DOCUMENT EXCERPT –
>>>>>

WHAT'S NEW OCTOBER 2008

Cases

 

Australia

 

Fesl v Delegate of the Native Title Registrar [2008] FCA 1469

 

The court dismissed an application for judicial review of decision by a delegate of the Native Title Registrar to register an Indigenous Land Use Agreement. The grounds for review centred on whether it was part of delegate’s function to decide if the agreement presented was an ILUA and further, whether conclusion that the agreement was an ILUA was amenable to judicial review. An additional issue was whether the evidential requirements to justify the delegate’s registration decision were satisfied and whether the delegate failed to consider relevant considerations. The applicant was unsuccessful in arguing that the agreement did not make lawful provision for the cultural heritage duty of care as required by the Aboriginal Cultural Heritage Act 2003 (Qld). The court also considered whether there was no evidence or other material to justify the delegate’s conclusion that the making of the ILUA had been authorised by the native title group as well as considering the proper construction of statutory provisions for authorising an ILUA by a native title group. In this context the relationship between Aboriginal Cultural Heritage Act 2003 (Qld) and Native Title Act 1993 (Cth) was considered.

 

Fesl v Delegate of the Native Title Registrar (No 2) [2008] FCA 1479

 

This was a costs hearing associated with the unsuccessful application for review by a delegate of the Native Title Registrar to register an ILUA. The issue was whether circumstances of the case warranted departure from ordinary rule as to costs. The reasonableness of the review application and public importance of issues raised were considered along with the relevance of s 85A of the  Native Title Act 1993 (Cth). The court declined the application for costs.

 

Glasshouse Mountains Gubbi Gubbi people v Registrar, Native Title Tribunal & Anor, [2008] FCA 529

 

This case concerned the validity of the registrar’s decision to remove the applicant’s native title claim for registration on the Register of Native Title Claims. The court rejected the claim that the registrar was not empowered to decide whether to accept a claim for registration and likewise that the registrar is empowered to remove claims from the Register. From this finding, the registrar in this case was correct in removing the claim from the Register. The final ground of appeal: that the applicant was denied procedural fairness or natural justice through failure to grant an extension of time was also rejected. The court held that no extension of time was warranted in the circumstances.

 

Christine George & Ors on behalf of the Gurambilbarra People v State of Queensland [2008] FCA 1518

 

This was a ‘show cause’ proceeding on the Court's own motion asking why the present application should not be dismissed pursuant to s 190F(6) of the Native Title Act 1993 (Cth). The Court considered the construction of s 190F(6) and the relevance of general law with respect to summary dismissal. In this instance where application had not been amended since consideration by the Registrar, and where it was not likely to be amended in a way that would lead to a different outcome once considered by the Registrar, there is no other reason why the application should not be dismissed.

<<<<<

ENTRIES SHOWN –
>>>>>

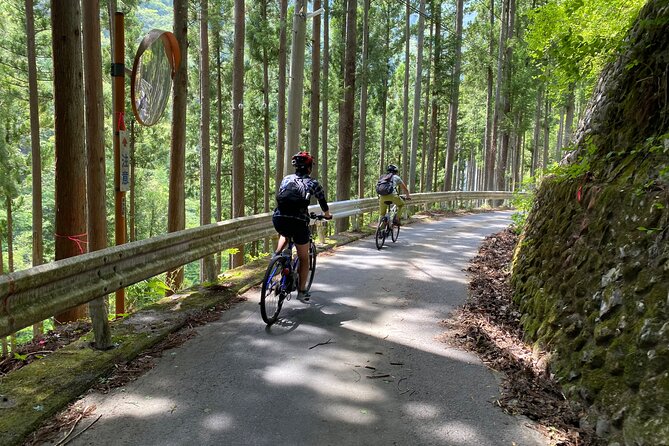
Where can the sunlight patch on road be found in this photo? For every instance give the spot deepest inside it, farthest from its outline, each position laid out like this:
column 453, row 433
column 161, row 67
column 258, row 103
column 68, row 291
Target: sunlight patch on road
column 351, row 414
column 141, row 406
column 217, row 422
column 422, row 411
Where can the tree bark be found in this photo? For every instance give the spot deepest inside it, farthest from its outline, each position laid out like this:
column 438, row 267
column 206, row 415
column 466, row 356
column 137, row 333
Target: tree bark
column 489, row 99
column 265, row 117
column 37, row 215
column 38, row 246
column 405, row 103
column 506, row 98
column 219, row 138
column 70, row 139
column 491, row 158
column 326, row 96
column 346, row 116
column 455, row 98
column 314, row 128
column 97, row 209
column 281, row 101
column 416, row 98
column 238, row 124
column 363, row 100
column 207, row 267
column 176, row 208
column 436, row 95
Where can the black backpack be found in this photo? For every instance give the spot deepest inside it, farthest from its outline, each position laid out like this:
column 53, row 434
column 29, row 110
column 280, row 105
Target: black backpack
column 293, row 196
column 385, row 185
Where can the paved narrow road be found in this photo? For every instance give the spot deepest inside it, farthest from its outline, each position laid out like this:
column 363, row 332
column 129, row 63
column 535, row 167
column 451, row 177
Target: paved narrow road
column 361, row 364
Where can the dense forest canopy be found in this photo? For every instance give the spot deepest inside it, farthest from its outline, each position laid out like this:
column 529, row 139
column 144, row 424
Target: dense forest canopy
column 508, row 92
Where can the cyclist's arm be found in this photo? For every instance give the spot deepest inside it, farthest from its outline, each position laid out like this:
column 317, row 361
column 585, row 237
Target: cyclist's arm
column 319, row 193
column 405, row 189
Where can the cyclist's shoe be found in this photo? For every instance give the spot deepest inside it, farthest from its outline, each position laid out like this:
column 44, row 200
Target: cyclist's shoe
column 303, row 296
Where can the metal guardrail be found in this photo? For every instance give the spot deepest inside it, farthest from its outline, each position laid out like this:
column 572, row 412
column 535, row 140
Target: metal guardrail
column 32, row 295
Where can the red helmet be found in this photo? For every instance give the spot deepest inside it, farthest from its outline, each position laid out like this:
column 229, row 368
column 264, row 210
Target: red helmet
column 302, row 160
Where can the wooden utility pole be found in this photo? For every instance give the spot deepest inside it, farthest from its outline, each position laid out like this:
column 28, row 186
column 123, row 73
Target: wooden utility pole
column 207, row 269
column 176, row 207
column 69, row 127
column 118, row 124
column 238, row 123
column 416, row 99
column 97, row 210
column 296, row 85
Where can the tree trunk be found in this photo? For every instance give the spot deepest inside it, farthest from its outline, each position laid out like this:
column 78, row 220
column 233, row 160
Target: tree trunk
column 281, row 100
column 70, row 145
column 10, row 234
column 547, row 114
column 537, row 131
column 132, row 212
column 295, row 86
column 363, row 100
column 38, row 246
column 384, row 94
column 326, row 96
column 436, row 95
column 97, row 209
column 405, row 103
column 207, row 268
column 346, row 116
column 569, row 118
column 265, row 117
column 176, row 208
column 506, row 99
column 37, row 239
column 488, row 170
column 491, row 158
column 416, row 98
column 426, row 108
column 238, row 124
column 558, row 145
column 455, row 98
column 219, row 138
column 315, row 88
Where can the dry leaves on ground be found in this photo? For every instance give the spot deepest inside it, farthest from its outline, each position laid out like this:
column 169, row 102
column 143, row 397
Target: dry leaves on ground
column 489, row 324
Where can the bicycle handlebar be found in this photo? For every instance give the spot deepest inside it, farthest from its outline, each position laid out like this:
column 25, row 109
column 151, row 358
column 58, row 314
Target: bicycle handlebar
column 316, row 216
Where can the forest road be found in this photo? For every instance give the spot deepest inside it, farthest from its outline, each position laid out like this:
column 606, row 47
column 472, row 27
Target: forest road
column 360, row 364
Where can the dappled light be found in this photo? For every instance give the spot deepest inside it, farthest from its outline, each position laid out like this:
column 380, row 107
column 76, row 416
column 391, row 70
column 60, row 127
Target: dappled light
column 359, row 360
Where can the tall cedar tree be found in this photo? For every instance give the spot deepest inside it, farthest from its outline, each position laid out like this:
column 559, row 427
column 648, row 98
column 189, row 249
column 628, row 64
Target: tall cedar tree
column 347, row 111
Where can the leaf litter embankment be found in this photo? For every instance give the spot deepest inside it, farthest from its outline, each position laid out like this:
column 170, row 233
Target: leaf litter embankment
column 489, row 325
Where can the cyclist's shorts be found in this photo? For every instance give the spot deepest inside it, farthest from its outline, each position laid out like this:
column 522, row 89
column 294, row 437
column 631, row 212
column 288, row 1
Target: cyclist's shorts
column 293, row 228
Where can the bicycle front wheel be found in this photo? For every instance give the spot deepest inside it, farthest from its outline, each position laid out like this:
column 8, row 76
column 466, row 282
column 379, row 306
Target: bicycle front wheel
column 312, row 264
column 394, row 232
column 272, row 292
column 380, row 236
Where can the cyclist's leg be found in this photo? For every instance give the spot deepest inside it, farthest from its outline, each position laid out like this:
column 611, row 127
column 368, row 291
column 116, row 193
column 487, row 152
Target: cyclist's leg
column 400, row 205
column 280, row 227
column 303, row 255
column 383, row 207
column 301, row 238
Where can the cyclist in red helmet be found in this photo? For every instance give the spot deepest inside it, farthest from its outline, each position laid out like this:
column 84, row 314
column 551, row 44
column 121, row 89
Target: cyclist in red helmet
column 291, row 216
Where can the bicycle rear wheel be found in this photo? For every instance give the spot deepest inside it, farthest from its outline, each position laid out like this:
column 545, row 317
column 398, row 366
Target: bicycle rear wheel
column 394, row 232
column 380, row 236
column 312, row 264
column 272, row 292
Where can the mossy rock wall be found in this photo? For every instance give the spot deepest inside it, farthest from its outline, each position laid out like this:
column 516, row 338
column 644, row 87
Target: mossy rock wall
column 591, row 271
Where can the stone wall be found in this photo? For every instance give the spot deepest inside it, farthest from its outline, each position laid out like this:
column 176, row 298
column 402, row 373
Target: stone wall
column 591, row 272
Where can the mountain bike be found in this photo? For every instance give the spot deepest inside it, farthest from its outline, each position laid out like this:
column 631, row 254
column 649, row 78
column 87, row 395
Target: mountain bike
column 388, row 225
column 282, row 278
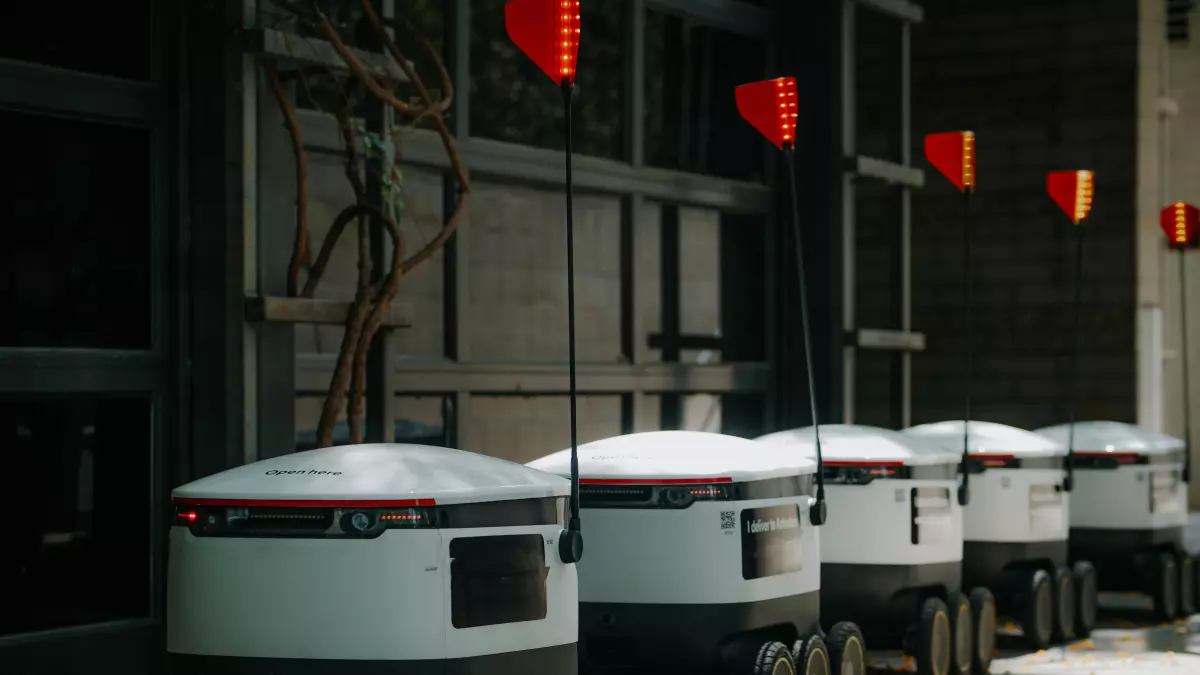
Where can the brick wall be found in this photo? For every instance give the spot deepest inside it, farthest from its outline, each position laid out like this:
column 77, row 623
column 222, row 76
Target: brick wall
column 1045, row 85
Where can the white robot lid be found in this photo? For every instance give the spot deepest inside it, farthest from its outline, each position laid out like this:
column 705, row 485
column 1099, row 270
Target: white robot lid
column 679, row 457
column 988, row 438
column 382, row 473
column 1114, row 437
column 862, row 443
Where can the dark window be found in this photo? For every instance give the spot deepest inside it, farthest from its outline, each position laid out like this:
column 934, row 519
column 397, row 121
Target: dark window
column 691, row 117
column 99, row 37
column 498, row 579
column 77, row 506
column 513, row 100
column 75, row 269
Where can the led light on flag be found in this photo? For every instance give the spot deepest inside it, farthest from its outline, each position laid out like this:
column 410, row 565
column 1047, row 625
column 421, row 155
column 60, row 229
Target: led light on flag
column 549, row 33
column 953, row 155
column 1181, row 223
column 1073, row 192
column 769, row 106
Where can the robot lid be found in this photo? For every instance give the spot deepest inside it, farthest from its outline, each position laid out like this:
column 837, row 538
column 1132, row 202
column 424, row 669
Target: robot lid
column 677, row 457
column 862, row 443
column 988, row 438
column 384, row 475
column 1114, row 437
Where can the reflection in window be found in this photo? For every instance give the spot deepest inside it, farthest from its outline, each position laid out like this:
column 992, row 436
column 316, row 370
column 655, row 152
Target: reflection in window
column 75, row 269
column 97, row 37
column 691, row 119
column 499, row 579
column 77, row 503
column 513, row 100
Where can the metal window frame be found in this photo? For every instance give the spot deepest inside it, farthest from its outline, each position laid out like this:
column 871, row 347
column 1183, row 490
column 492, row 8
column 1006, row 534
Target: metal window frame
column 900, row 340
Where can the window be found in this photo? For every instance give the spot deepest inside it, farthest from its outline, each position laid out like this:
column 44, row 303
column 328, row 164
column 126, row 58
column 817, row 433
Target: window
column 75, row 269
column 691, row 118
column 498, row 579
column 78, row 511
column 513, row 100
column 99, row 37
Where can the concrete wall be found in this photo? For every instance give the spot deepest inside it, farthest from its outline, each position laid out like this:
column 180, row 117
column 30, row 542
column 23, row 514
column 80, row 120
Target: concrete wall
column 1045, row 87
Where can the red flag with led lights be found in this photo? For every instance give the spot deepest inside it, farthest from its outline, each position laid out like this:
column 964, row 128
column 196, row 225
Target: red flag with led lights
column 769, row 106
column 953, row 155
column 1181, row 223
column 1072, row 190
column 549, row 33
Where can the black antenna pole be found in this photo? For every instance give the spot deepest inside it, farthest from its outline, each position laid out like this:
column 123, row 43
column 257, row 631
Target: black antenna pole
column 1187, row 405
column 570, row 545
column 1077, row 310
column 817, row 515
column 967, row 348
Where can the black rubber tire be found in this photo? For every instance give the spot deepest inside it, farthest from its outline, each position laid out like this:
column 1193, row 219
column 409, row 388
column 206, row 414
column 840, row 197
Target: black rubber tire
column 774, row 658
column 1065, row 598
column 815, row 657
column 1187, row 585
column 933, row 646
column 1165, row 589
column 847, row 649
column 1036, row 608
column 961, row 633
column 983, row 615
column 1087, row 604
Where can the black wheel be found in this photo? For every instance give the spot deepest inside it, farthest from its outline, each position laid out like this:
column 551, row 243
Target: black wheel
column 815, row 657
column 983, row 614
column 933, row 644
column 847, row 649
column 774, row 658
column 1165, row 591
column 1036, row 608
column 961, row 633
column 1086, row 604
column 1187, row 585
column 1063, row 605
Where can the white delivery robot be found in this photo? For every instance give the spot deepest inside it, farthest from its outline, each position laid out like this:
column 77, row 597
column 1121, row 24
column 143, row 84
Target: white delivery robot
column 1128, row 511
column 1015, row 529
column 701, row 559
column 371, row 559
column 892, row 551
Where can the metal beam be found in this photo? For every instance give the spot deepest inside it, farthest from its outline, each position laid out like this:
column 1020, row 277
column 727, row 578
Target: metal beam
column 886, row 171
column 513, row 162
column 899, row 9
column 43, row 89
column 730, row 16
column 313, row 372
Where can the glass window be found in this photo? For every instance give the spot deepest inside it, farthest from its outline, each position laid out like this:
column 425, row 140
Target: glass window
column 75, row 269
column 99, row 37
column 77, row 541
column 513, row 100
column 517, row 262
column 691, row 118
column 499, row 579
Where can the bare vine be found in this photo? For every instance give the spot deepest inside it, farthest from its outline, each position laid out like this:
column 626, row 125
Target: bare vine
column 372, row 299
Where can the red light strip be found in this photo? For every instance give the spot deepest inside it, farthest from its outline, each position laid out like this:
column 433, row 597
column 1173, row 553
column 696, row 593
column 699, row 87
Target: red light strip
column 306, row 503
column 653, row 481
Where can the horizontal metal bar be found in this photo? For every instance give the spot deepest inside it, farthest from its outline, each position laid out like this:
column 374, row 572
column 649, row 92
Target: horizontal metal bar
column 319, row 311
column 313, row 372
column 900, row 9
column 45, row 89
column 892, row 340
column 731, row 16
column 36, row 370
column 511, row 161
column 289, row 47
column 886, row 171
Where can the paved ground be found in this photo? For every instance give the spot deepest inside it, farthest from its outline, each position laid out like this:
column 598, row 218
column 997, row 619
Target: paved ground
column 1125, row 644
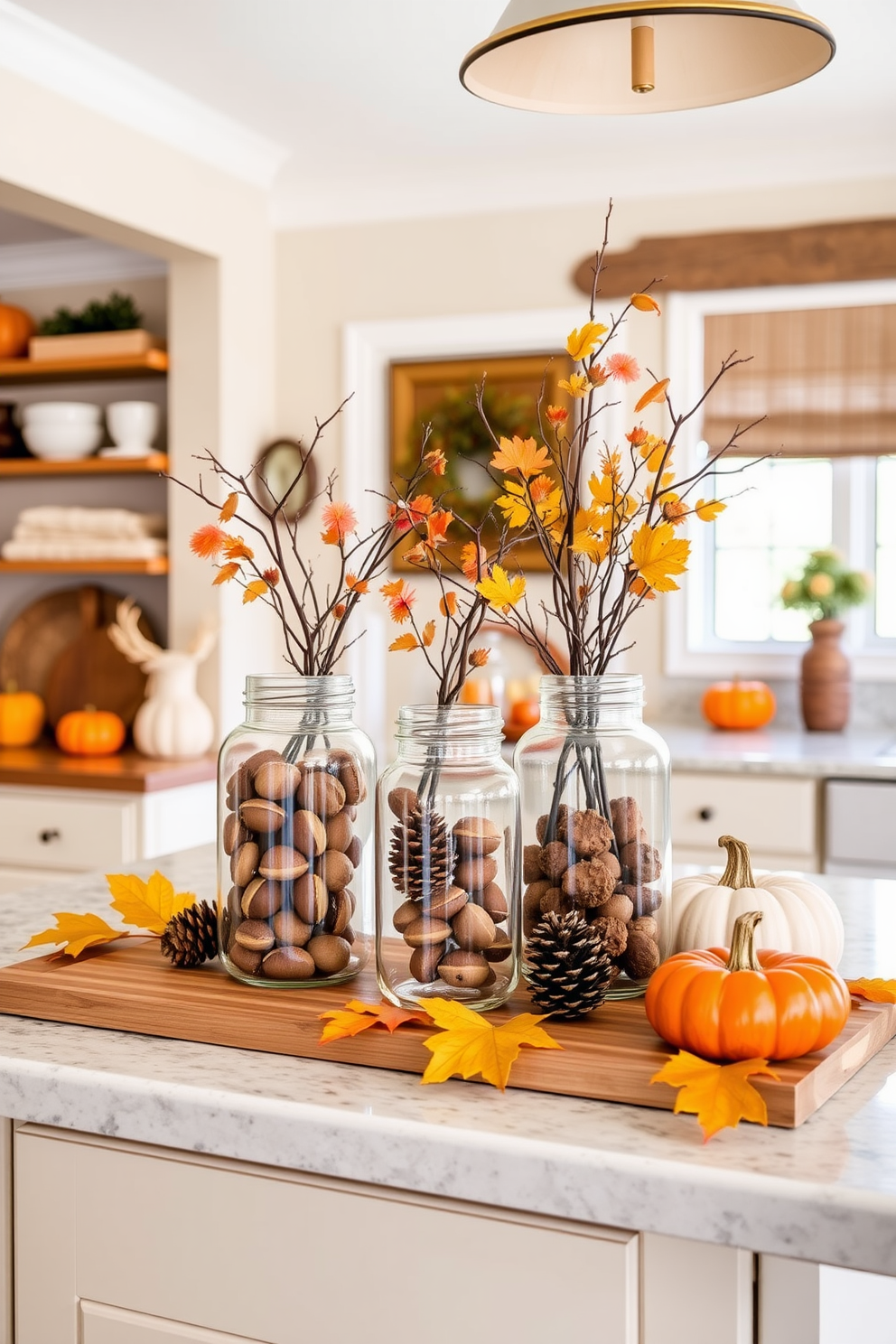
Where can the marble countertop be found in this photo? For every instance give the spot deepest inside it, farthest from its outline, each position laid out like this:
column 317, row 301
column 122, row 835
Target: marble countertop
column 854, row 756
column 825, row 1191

<<<<<

SET PROBLEM 1 –
Quote the native title case summaries word for word, starting with "Fesl v Delegate of the Native Title Registrar (No" and going on through "application for costs.".
SET PROBLEM 2 –
Write what comes next in the native title case summaries, picking up after the final sentence shown.
The records are separate material, unrelated to the native title case summaries.

EXERCISE RESULT 1 –
Fesl v Delegate of the Native Title Registrar (No 2) [2008] FCA 1479

 

This was a costs hearing associated with the unsuccessful application for review by a delegate of the Native Title Registrar to register an ILUA. The issue was whether circumstances of the case warranted departure from ordinary rule as to costs. The reasonableness of the review application and public importance of issues raised were considered along with the relevance of s 85A of the  Native Title Act 1993 (Cth). The court declined the application for costs.

EXERCISE RESULT 2 –
 

Hayes on behalf of the Thalanyji People v State of Western Australia [2008] FCA 1487

 

Proposed consent determination pursuant to s 87 of the Native Title Act 1993 (Cth). The question was whether the Court was satisfied that the order is within power having regard to the importance placed on mediation as primary means of resolving native title applications. The court recognised the need for power under s 87 to be exercised flexibly and that it is not conducive for respondents to conduct their own trial of the application to satisfy the Court. The Court took a flexible approach to the requirement of connection and continuity in traditional laws acknowledged and traditional customs observed, commenting that white settlement has inevitably had an impact of traditions. In recognising the native title rights and interests of the Thalanyji people, the Court turned to the requirement for proscribed bodies corporate pursuant to ss 55 and 56 of Native Title Act 1993 (Cth).

 

Western Desert Lands Aboriginal Corporation v State of Western Australia and others (2008) 218 flr 362; [2008] NNTTA 22

 

Objection to expedited process for the proposed future act of granting exploration licences within the determination area. The issue was whether this procedure is available in relation to land the subject of a determination of native title rights and interests. The Tribunal considered whether s 7(2) of Native Title Act 1993 (Cth) was relevant to the objection application because by finding the expedited procedure to be acceptable there would be an inconsistency with the Racial Discrimination Act 1975 (Cth). The Tribunal found no basis for distinction between registered claimant and registered native title holder in manner in which expedited procedure operates. The objection applications were dismissed pursuant to s 148(a) Native Title Act 1993 (Cth).

 

Australian Manganese Pty Ltd v State of Western Australia and others (2008) 218 flr 387; [2008] NNTTA 38


This involved an application for future act determination concerning the grant of a mining lease. Pursuant to s 38(2) Native Title Act 1993 (Cth) there is no power to impose a condition for payment of compensation for the future act. The application was successful.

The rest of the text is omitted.